- [STATED GOAL]: Rewrite every line of the data below in full, shifting each x and y coordinate in the answers by -113 and leaving all other lines unchanged.
>> begin
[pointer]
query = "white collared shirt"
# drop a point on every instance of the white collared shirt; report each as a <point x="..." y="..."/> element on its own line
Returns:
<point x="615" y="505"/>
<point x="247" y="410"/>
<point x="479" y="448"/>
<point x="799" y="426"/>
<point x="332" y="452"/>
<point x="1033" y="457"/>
>> end
- [RESULT BELOW]:
[pointer]
query = "white collared shirt"
# drop a point on every instance of the white collared shirt; report each as a <point x="..." y="..."/> element on its own line
Returns:
<point x="502" y="392"/>
<point x="134" y="297"/>
<point x="366" y="335"/>
<point x="686" y="313"/>
<point x="219" y="339"/>
<point x="920" y="344"/>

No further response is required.